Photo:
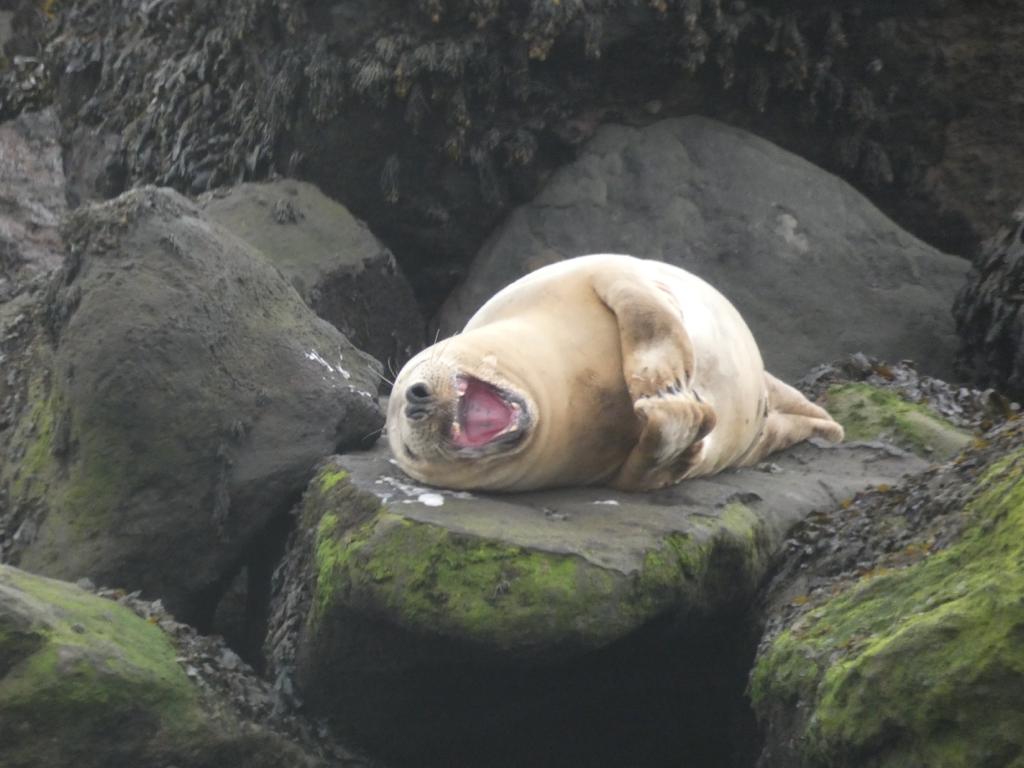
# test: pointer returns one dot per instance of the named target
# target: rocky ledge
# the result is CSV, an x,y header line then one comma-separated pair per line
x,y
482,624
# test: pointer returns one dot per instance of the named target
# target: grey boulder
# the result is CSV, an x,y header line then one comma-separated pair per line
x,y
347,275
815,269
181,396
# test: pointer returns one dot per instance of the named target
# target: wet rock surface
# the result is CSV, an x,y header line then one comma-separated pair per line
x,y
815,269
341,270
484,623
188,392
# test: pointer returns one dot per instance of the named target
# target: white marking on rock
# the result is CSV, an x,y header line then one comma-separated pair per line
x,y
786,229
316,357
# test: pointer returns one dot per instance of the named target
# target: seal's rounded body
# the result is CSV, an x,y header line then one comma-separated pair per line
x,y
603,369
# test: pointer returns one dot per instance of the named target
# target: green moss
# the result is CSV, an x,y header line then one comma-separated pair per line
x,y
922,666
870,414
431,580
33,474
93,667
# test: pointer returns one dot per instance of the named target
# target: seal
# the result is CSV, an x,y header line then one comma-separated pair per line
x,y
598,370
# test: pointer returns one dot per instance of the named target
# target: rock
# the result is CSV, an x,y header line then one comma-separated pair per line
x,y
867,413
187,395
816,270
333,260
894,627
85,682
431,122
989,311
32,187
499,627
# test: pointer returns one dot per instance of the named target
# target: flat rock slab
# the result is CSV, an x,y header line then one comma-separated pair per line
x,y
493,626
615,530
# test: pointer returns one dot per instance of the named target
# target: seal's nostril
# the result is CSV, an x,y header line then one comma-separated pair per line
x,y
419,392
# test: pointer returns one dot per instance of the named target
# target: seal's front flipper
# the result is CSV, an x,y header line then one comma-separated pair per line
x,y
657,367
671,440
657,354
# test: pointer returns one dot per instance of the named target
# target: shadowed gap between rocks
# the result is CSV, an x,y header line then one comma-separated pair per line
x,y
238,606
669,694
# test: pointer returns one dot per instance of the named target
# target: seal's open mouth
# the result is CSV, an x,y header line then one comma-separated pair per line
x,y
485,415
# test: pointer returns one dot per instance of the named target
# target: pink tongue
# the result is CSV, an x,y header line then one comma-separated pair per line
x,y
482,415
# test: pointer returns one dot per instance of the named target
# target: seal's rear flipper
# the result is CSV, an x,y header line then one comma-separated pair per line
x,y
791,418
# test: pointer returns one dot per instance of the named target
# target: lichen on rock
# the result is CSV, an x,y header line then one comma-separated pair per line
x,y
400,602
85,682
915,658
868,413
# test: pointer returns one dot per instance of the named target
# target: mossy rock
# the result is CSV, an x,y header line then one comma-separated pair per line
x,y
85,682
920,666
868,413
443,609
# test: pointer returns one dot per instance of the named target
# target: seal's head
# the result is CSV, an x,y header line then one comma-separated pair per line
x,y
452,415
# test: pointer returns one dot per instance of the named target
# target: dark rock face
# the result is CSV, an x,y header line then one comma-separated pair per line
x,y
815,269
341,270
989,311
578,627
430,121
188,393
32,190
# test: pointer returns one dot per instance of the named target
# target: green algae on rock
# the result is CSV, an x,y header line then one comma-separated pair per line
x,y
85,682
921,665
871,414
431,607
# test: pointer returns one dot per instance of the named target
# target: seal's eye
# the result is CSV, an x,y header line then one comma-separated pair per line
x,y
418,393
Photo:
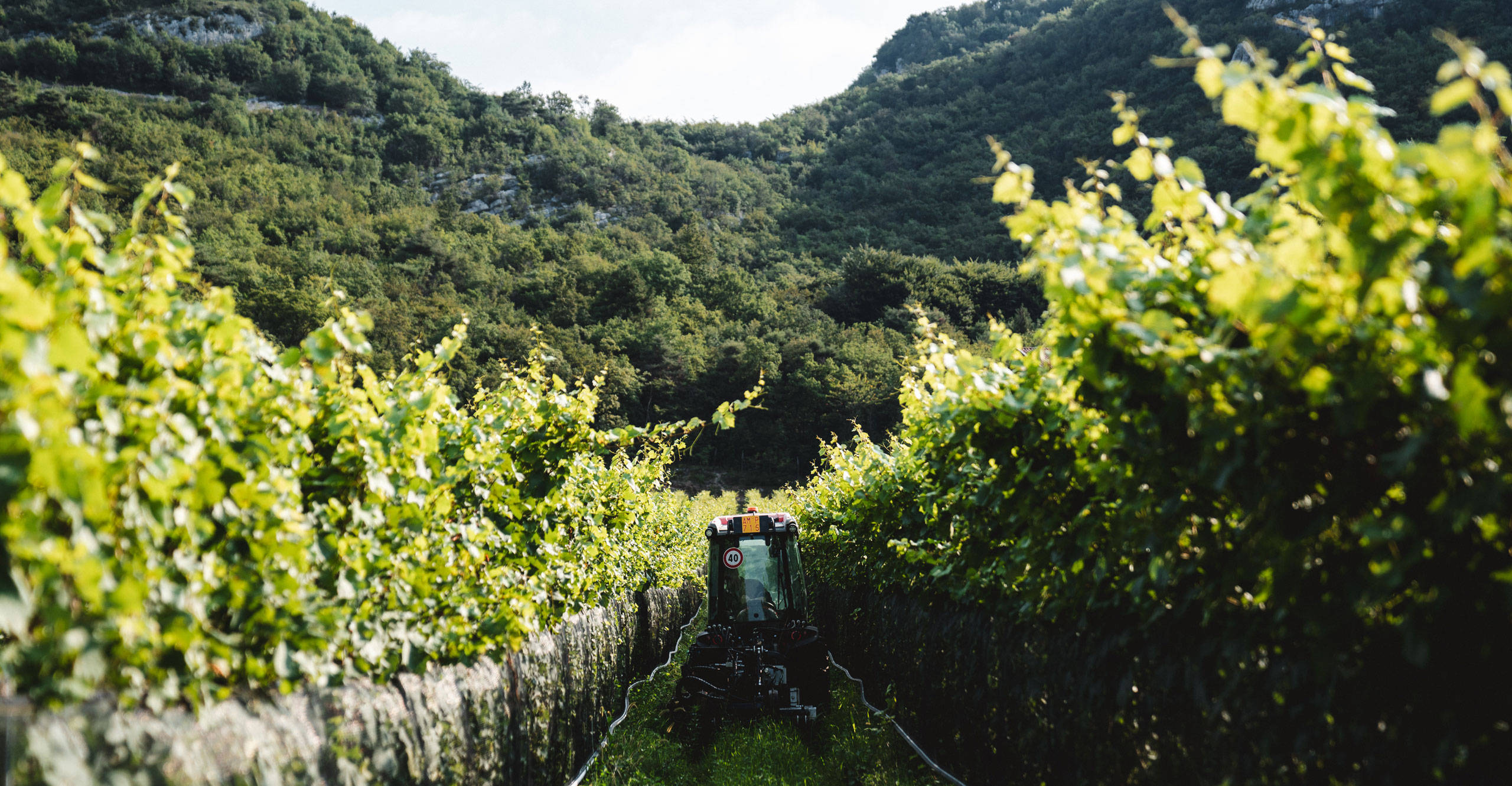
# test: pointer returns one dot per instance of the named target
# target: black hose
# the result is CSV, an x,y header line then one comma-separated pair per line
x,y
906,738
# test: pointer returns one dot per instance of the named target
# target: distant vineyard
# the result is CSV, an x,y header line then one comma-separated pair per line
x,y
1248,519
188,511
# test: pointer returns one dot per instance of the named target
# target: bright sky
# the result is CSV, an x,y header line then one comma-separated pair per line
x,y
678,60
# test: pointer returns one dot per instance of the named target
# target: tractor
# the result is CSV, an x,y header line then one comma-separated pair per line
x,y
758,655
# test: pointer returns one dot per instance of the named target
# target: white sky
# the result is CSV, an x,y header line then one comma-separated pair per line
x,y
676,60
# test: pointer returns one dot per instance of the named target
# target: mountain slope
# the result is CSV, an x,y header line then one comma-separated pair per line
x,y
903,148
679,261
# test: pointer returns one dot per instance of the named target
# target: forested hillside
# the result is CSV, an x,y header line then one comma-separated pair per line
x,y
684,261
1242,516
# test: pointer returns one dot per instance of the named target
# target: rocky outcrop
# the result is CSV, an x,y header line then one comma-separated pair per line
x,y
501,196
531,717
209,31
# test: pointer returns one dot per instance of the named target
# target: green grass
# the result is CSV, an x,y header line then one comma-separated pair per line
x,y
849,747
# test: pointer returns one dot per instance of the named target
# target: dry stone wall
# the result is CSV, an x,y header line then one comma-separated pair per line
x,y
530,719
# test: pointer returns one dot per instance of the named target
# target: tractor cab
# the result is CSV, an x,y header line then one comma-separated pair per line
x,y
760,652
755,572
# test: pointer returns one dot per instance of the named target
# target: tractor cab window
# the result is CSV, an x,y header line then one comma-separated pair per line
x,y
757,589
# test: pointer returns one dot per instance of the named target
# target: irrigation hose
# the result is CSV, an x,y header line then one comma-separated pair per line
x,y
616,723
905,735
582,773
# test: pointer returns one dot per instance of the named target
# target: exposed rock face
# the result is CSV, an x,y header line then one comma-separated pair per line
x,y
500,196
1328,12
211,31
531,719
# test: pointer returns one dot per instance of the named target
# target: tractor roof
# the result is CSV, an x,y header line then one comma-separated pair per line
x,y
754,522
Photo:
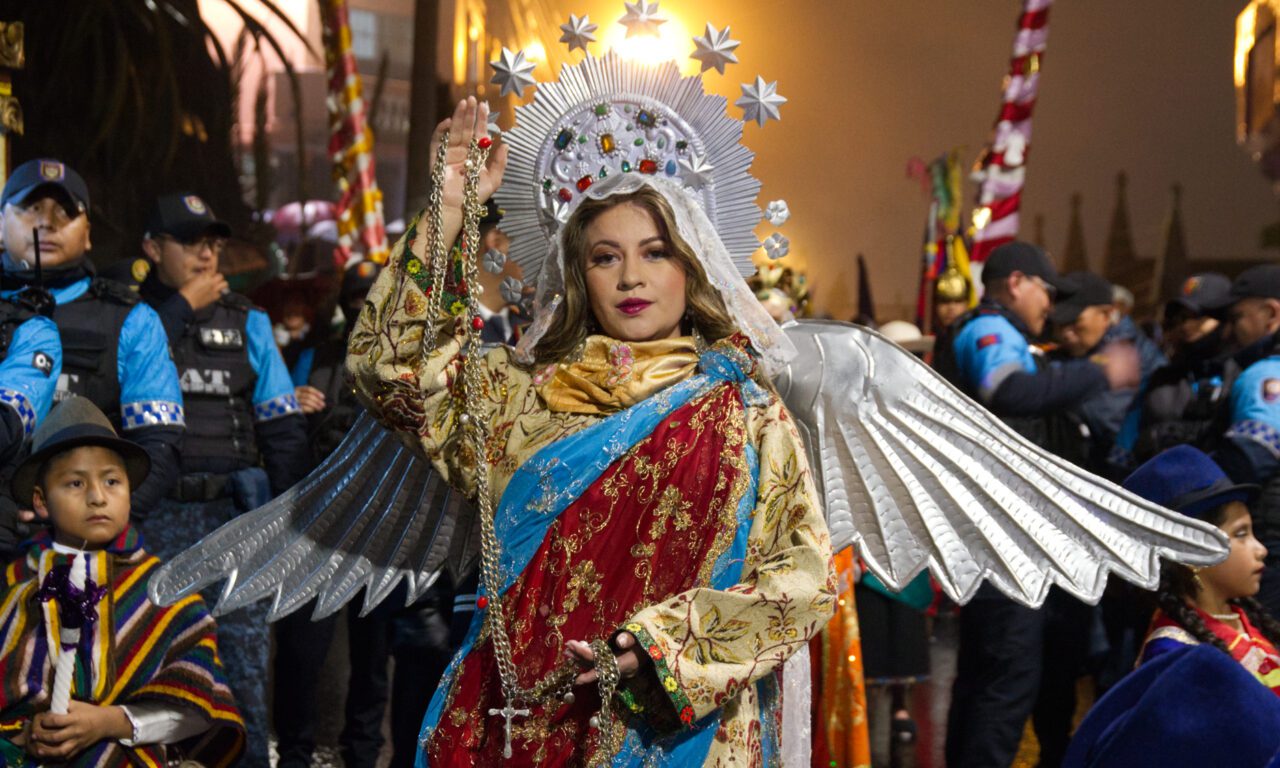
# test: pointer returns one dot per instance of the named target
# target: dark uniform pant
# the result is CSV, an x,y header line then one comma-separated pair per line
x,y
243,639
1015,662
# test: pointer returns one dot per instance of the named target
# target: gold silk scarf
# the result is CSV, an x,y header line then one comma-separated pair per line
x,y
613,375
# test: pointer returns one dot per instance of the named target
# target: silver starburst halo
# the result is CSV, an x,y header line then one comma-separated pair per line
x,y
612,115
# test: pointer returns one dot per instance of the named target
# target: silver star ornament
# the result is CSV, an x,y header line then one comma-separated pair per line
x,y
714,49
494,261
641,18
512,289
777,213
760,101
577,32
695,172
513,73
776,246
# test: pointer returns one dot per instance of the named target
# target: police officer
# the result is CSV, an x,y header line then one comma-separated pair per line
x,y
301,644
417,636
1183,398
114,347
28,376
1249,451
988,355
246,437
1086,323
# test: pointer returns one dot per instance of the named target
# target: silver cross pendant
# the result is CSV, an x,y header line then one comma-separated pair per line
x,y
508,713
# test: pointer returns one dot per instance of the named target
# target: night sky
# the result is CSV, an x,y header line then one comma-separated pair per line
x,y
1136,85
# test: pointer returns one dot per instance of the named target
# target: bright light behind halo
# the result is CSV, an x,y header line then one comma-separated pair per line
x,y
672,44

# THE TASK
Repeat exactly the lines from the line containing "# target: police officer" through the end of the listing above; both boundary lines are part of the output.

# RESPONSE AREA
# target: police officer
# the result is CSV, an x,y header line then one comma-separated pair per line
x,y
301,644
417,636
1183,398
114,347
28,376
1249,451
988,355
246,437
1086,323
# test: pointer returns one dot per instance of the named target
# target: silver cross pendant
# the result is CSV, an x,y header line then one comma-separated pair per line
x,y
508,713
# test: pointer returns one dot per instance of the named target
# target: night sky
# the result is CSV, an x,y header line then one comma-separated pair per line
x,y
1136,85
# test: pointer returns one dot per instance of the named target
# target: bright light behind halo
# the result is CSV, an x,y header line then one comma-separated pair per line
x,y
672,44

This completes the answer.